##### Supplied passage #####

Time for a new Transport Minister  with new ideas and fresh thinking especially when the present 13-year incumbent  has come to the end of his wits as to how to reduce road accidents and deaths which should be declared as a national disaster


Media Statement
by Lim Kit Siang  

(Petaling Jaya, Thursday): The Parliamentary Secretary to the Minister for  Transport, Datuk Chor Chee Heung said yesterday that the Transport Ministry  has "run out of ideas" on how to reduce road accidents and deaths.

He said: "We have applied all the ideas, tried out all methods employed in other countries, spent millions of ringgit on campaigns and education but to no avail … the accidents continue to rise."

A total of 20 people were killed on the first day of Hari Raya, the highest death toll since the launch of the nationwide operation to reduce road accidents during the festive period.

This brings to 117 the number of people killed during the first eight days of Ops Statik II.

So far, 73 motorcyclists and pillion riders have been killed since the beginning of Ops Statik II, representing 62.39 per cent of the total death toll.

During Ops Statik last year, the toll was 307 deaths and 2,200 injured.  When taking into consideration the Chinese New Year holidays next month,  the number of road accidents and deaths during this year’s festive holidays  might surpass last year’s figures.

What is tragic is that  the Transport Minister, Datuk Seri Dr. Ling Liong Sik had already conceded defeat in the battle against increasing road accidents and deaths in the country a year ago.

This is what Liong Sik said in the Sun of 4th  February 1998:

"We have done what others have been doing around the world. In spite of numerous road safety campaigns the number of accident cases have been increasing.

"What else can we do, if people want to die?"

The number of roads accidents and deaths in the country should be regarded as a national disaster, but with such defeatism, pessimism and utter lack of imagination on the part of the Minister for Transport, the battle to reduce road accidents and deaths is already half lost.

I am even more shocked that on 25th February 1996, the Transport Minister could say that although the 162 road deaths during the Chinese New Year and Hari Raya holidays was a tragedy, the figure was negligible when comparing the 3,921 accidents to the three million vehicles that were on the highways from February 18 to February 24, 1996.

##### Dataset excerpts #####

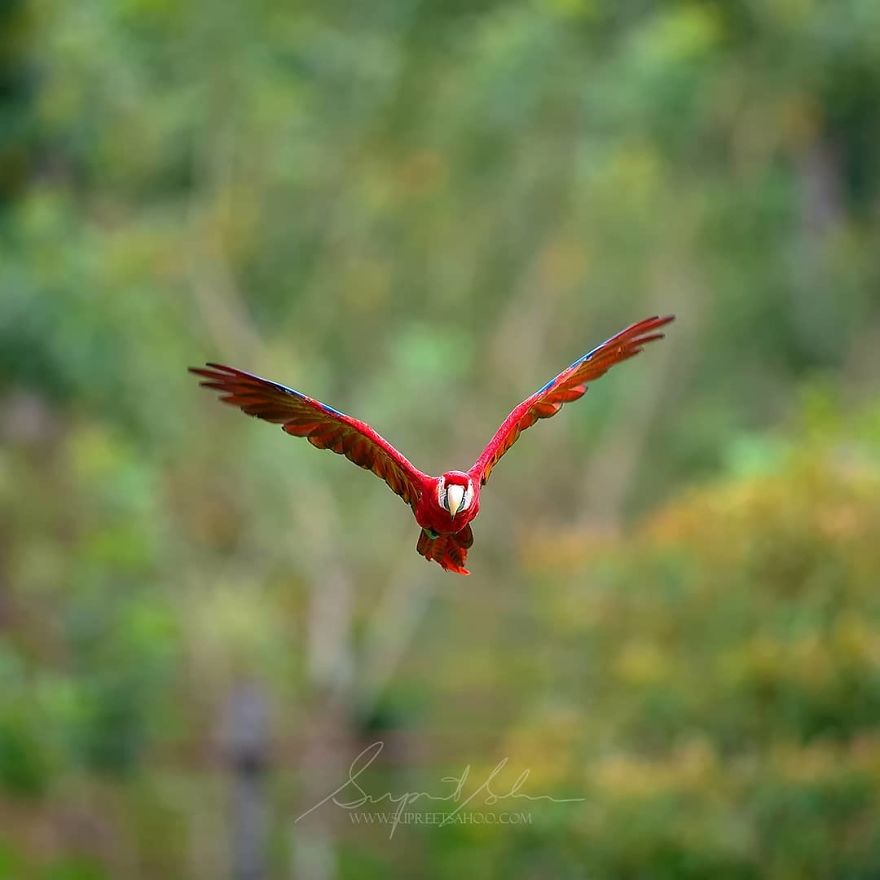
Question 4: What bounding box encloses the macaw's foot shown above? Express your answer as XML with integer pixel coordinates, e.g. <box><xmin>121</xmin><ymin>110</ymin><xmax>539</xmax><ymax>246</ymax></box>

<box><xmin>416</xmin><ymin>525</ymin><xmax>474</xmax><ymax>574</ymax></box>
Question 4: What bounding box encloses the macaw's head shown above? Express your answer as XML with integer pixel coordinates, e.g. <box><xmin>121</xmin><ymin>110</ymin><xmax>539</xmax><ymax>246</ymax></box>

<box><xmin>437</xmin><ymin>471</ymin><xmax>474</xmax><ymax>516</ymax></box>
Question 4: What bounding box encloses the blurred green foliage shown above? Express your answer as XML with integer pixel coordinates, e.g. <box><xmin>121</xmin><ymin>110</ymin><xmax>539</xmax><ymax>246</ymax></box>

<box><xmin>0</xmin><ymin>0</ymin><xmax>880</xmax><ymax>880</ymax></box>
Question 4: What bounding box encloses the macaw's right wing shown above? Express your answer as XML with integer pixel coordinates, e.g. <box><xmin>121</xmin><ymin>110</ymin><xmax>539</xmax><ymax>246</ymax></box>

<box><xmin>190</xmin><ymin>363</ymin><xmax>430</xmax><ymax>506</ymax></box>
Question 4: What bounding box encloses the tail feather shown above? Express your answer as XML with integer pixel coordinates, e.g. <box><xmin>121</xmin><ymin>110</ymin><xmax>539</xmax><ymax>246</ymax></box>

<box><xmin>416</xmin><ymin>525</ymin><xmax>474</xmax><ymax>574</ymax></box>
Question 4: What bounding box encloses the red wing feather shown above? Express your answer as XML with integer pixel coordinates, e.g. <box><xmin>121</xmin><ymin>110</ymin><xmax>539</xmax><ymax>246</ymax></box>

<box><xmin>470</xmin><ymin>315</ymin><xmax>674</xmax><ymax>483</ymax></box>
<box><xmin>190</xmin><ymin>364</ymin><xmax>429</xmax><ymax>505</ymax></box>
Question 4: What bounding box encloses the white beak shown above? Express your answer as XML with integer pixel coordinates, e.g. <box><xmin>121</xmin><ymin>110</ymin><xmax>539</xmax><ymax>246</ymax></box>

<box><xmin>446</xmin><ymin>486</ymin><xmax>464</xmax><ymax>516</ymax></box>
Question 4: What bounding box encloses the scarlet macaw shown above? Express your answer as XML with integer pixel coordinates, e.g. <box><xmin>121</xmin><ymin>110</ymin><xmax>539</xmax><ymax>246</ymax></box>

<box><xmin>190</xmin><ymin>315</ymin><xmax>674</xmax><ymax>574</ymax></box>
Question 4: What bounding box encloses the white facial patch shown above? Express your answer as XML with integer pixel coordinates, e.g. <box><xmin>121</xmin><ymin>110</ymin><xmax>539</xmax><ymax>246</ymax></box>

<box><xmin>437</xmin><ymin>480</ymin><xmax>474</xmax><ymax>513</ymax></box>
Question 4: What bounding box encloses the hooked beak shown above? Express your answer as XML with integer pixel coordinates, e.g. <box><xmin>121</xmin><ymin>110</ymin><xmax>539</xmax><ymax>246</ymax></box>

<box><xmin>446</xmin><ymin>486</ymin><xmax>464</xmax><ymax>516</ymax></box>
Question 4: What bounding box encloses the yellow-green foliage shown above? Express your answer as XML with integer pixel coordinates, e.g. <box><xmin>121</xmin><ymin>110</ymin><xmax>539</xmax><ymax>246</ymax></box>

<box><xmin>511</xmin><ymin>402</ymin><xmax>880</xmax><ymax>878</ymax></box>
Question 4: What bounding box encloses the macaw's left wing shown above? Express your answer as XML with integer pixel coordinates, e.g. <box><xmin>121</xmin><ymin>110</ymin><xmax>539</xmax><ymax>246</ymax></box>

<box><xmin>470</xmin><ymin>315</ymin><xmax>674</xmax><ymax>484</ymax></box>
<box><xmin>190</xmin><ymin>364</ymin><xmax>430</xmax><ymax>505</ymax></box>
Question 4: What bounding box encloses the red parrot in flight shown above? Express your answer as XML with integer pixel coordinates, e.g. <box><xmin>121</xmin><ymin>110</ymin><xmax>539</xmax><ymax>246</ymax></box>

<box><xmin>190</xmin><ymin>315</ymin><xmax>674</xmax><ymax>574</ymax></box>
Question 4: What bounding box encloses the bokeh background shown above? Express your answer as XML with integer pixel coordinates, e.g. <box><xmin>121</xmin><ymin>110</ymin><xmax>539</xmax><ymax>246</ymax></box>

<box><xmin>0</xmin><ymin>0</ymin><xmax>880</xmax><ymax>880</ymax></box>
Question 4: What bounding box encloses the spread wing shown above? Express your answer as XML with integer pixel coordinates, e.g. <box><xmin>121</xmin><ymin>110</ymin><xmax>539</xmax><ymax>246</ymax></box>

<box><xmin>470</xmin><ymin>315</ymin><xmax>674</xmax><ymax>483</ymax></box>
<box><xmin>190</xmin><ymin>364</ymin><xmax>429</xmax><ymax>505</ymax></box>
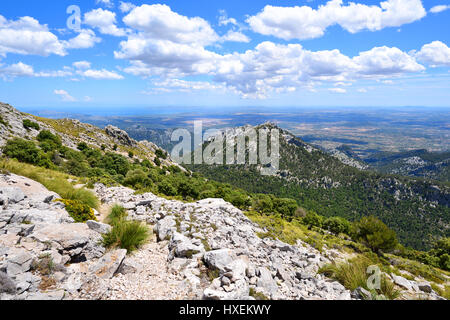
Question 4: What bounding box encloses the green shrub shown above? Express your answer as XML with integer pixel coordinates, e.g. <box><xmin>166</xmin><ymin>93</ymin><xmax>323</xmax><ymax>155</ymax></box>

<box><xmin>302</xmin><ymin>211</ymin><xmax>323</xmax><ymax>228</ymax></box>
<box><xmin>155</xmin><ymin>149</ymin><xmax>167</xmax><ymax>159</ymax></box>
<box><xmin>22</xmin><ymin>119</ymin><xmax>41</xmax><ymax>131</ymax></box>
<box><xmin>273</xmin><ymin>198</ymin><xmax>298</xmax><ymax>218</ymax></box>
<box><xmin>56</xmin><ymin>199</ymin><xmax>97</xmax><ymax>223</ymax></box>
<box><xmin>322</xmin><ymin>217</ymin><xmax>352</xmax><ymax>235</ymax></box>
<box><xmin>123</xmin><ymin>169</ymin><xmax>153</xmax><ymax>189</ymax></box>
<box><xmin>354</xmin><ymin>216</ymin><xmax>398</xmax><ymax>253</ymax></box>
<box><xmin>0</xmin><ymin>115</ymin><xmax>9</xmax><ymax>127</ymax></box>
<box><xmin>318</xmin><ymin>256</ymin><xmax>400</xmax><ymax>300</ymax></box>
<box><xmin>158</xmin><ymin>180</ymin><xmax>177</xmax><ymax>197</ymax></box>
<box><xmin>3</xmin><ymin>138</ymin><xmax>44</xmax><ymax>164</ymax></box>
<box><xmin>103</xmin><ymin>219</ymin><xmax>150</xmax><ymax>253</ymax></box>
<box><xmin>106</xmin><ymin>204</ymin><xmax>128</xmax><ymax>226</ymax></box>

#####

Things to do »
A - According to the media statement, what was the toll of deaths and injuries during Ops Statik last year?
B - Copy down the part of the media statement starting at "What is tragic" and ending at "already half lost.".
C - List every person the media statement mentions by name.
The rows have no connection to the media statement.

Expected responses »
A - 307 deaths and 2,200 injured.

B -
What is tragic is that  the Transport Minister, Datuk Seri Dr. Ling Liong Sik had already conceded defeat in the battle against increasing road accidents and deaths in the country a year ago.

This is what Liong Sik said in the Sun of 4th  February 1998:

"We have done what others have been doing around the world. In spite of numerous road safety campaigns the number of accident cases have been increasing.

"What else can we do, if people want to die?"

The number of roads accidents and deaths in the country should be regarded as a national disaster, but with such defeatism, pessimism and utter lack of imagination on the part of the Minister for Transport, the battle to reduce road accidents and deaths is already half lost.

C -
Lim Kit Siang
Datuk Chor Chee Heung
Datuk Seri Dr. Ling Liong Sik